··· Record extracts ···

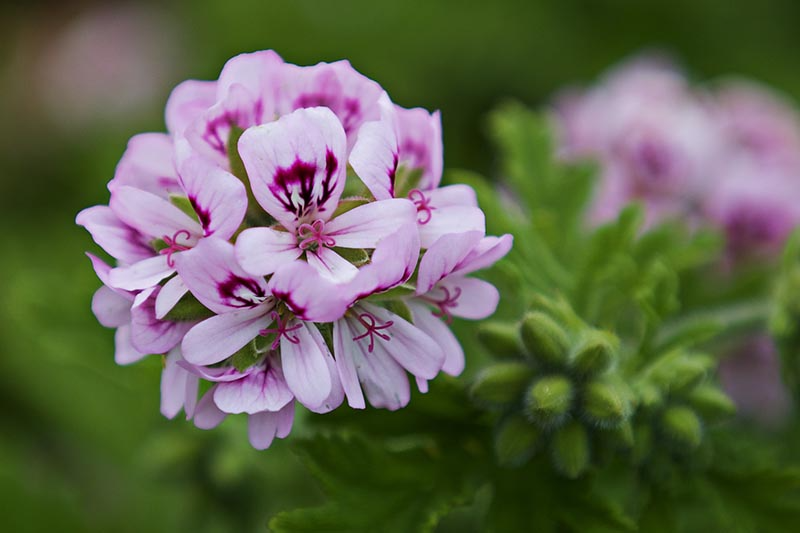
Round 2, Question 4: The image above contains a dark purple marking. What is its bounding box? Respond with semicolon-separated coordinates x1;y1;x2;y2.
189;196;211;233
388;153;400;196
217;274;267;307
353;313;394;353
421;287;461;324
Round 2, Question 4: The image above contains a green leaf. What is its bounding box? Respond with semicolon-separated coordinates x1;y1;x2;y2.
164;292;214;322
269;436;476;533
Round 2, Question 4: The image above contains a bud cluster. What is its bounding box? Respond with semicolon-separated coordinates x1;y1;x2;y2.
471;298;733;478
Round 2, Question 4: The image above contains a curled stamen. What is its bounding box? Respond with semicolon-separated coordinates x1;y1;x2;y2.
353;313;394;353
421;287;461;324
258;311;303;350
158;229;192;268
408;189;436;225
297;219;336;250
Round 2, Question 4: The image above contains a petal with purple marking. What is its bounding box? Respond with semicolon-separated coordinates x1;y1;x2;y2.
325;198;417;248
236;228;302;276
175;237;269;313
181;305;271;365
239;107;347;230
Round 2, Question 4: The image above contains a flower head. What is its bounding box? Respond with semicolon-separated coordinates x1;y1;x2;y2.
77;51;511;449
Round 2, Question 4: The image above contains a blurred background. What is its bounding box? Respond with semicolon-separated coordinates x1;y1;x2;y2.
0;0;800;532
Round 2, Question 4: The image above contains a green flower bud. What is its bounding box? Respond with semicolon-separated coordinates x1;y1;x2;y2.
525;375;575;426
661;405;703;449
552;422;589;479
688;384;736;419
478;322;522;357
583;381;632;428
572;330;618;376
494;414;542;466
470;361;533;406
520;311;569;366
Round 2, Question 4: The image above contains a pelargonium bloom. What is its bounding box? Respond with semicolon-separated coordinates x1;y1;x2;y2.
77;51;511;449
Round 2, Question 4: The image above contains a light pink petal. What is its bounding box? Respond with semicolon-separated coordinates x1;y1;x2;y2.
92;285;131;328
217;50;284;119
236;224;302;276
174;237;269;313
408;301;464;374
109;186;203;239
131;287;194;353
333;318;366;409
181;305;271;365
192;385;228;429
281;320;331;409
419;206;486;248
325;198;417;248
395;106;444;190
306;247;358;283
161;350;197;418
434;276;500;320
181;157;247;239
349;94;400;200
114;325;148;365
75;205;154;263
453;233;514;276
214;368;293;414
156;276;189;320
108;255;175;291
269;261;352;322
108;133;182;198
334;318;411;411
417;231;483;294
350;303;445;379
247;411;280;450
425;184;478;207
348;224;419;302
166;80;217;135
239;107;347;230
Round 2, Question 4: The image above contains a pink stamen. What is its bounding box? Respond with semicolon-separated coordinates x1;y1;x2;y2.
421;287;461;324
297;219;336;250
408;189;436;225
353;313;394;353
158;229;192;268
258;311;303;350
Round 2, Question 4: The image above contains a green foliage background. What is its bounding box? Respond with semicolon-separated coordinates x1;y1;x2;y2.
0;0;800;532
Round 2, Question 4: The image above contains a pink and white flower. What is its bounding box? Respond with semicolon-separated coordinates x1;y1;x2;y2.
77;51;510;449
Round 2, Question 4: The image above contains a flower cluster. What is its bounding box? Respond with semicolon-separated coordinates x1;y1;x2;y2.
555;58;800;261
77;51;512;449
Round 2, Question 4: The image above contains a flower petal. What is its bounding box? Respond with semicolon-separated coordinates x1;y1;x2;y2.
108;133;182;198
236;224;302;276
306;247;358;283
419;205;486;248
75;205;154;264
325;198;417;248
430;276;500;320
181;157;247;239
453;233;514;276
408;301;464;376
239;107;347;230
349;93;400;200
92;285;131;328
181;305;272;365
108;255;175;291
281;320;331;409
417;231;483;294
156;276;189;320
192;385;228;429
109;186;203;239
269;261;352;322
214;368;293;414
175;237;268;313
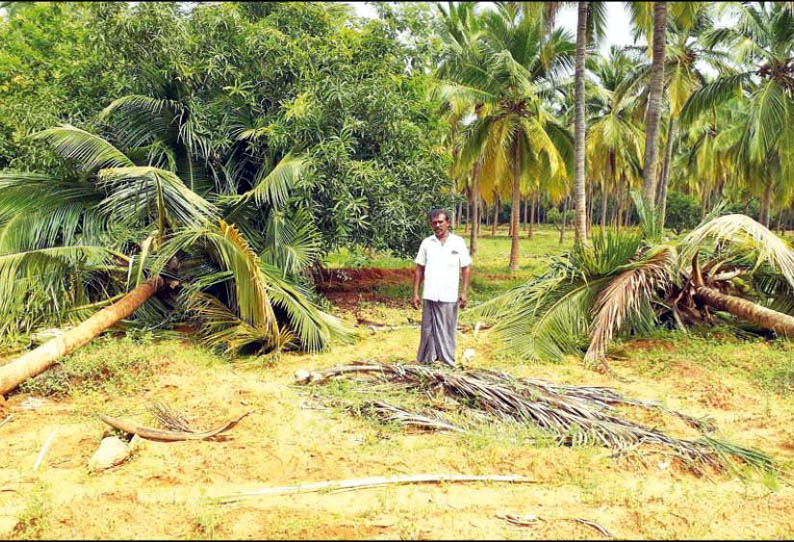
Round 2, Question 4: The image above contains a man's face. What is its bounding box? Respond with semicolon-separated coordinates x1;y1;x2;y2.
430;213;449;237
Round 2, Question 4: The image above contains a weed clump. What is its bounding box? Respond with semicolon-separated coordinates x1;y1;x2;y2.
19;336;153;397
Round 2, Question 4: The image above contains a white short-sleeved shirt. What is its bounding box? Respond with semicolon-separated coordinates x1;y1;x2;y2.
415;233;471;303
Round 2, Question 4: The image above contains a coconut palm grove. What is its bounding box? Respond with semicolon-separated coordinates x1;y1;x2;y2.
0;2;794;539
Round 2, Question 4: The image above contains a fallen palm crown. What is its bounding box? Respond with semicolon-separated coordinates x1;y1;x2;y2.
295;362;784;473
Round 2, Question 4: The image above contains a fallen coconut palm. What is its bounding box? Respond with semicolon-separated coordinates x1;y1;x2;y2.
0;107;347;394
296;363;780;471
496;514;615;538
215;474;534;504
99;412;250;442
469;202;794;365
328;401;466;433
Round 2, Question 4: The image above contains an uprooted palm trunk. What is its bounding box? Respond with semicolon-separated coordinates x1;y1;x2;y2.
695;286;794;339
665;256;794;339
295;363;780;476
0;277;163;394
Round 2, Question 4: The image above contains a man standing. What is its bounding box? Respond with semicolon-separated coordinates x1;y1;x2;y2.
411;209;471;367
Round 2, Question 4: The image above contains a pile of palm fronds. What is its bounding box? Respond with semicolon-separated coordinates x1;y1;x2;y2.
468;202;794;363
296;363;781;478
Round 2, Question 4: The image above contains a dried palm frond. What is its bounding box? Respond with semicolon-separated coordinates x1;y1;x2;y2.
338;401;466;433
149;401;196;433
584;246;675;363
681;214;794;286
299;363;781;471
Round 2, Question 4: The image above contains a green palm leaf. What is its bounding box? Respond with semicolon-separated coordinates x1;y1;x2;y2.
31;124;135;171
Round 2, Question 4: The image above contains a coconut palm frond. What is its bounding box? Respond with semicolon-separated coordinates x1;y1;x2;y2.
223;154;309;212
260;209;321;275
0;245;113;332
31;124;135;171
584;246;675;363
179;292;292;355
681;214;794;286
681;72;753;124
308;362;782;472
99;166;218;236
99;94;184;148
261;264;351;351
493;279;604;361
151;220;346;350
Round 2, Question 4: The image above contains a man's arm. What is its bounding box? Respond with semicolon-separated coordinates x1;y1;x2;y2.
458;265;471;309
411;264;425;309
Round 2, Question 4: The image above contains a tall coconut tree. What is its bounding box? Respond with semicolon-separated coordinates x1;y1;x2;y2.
627;2;733;223
586;46;644;230
642;2;667;214
442;4;573;272
436;2;484;256
573;2;605;241
0;100;343;392
472;202;794;364
681;3;794;225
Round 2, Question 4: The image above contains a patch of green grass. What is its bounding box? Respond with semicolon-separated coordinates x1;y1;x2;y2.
324;225;573;306
610;327;794;395
193;507;223;540
325;246;412;269
20;336;156;396
12;482;52;540
375;283;414;299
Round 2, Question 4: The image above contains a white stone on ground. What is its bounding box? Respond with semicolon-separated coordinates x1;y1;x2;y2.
88;437;132;471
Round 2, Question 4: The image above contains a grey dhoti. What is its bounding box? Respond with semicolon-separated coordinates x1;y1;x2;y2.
416;299;458;367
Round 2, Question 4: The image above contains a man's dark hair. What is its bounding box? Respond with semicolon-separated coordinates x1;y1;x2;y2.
427;208;449;222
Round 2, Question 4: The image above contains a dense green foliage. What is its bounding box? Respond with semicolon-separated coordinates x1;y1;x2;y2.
0;3;448;258
665;191;700;234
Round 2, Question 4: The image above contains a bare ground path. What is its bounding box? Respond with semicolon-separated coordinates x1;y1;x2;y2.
0;251;794;539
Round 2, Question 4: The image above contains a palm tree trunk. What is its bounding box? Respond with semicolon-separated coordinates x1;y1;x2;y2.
510;143;521;273
0;277;163;394
560;197;569;244
469;165;480;256
587;176;593;239
491;194;499;236
656;113;675;228
758;183;772;229
695;286;794;338
573;2;590;242
460;187;471;233
642;2;667;209
529;196;540;239
601;187;609;228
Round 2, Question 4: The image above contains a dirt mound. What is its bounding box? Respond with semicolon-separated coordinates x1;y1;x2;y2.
314;267;414;310
314;267;414;292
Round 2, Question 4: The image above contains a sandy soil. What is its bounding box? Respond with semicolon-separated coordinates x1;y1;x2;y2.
0;294;794;539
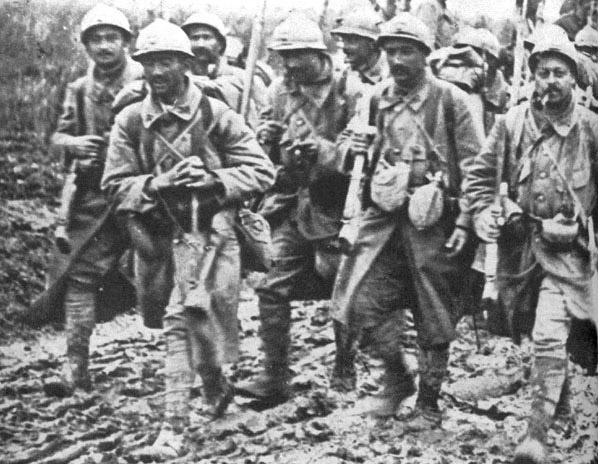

···

- Task details
Identify every line in the rows above that contains the string "pink" and copy each one in full. Matches must have the same capitalization as "pink".

- Solution to this problem
Round 2, Question 4: The image above contains a light pink petal. What is its bounding box? Respond with semicolon-separated coordinates x1;y1;x2;y2.
Round 2, Question 4: The image above contains a pink stamen. What is its bounding box? Respond with semicolon-separated coordinates x1;y1;x2;y2.
Round 2, Question 4: The image above contains a pink and white flower. What is its bounding box? Respond with semicolon-separated coordinates x1;y1;x2;y2.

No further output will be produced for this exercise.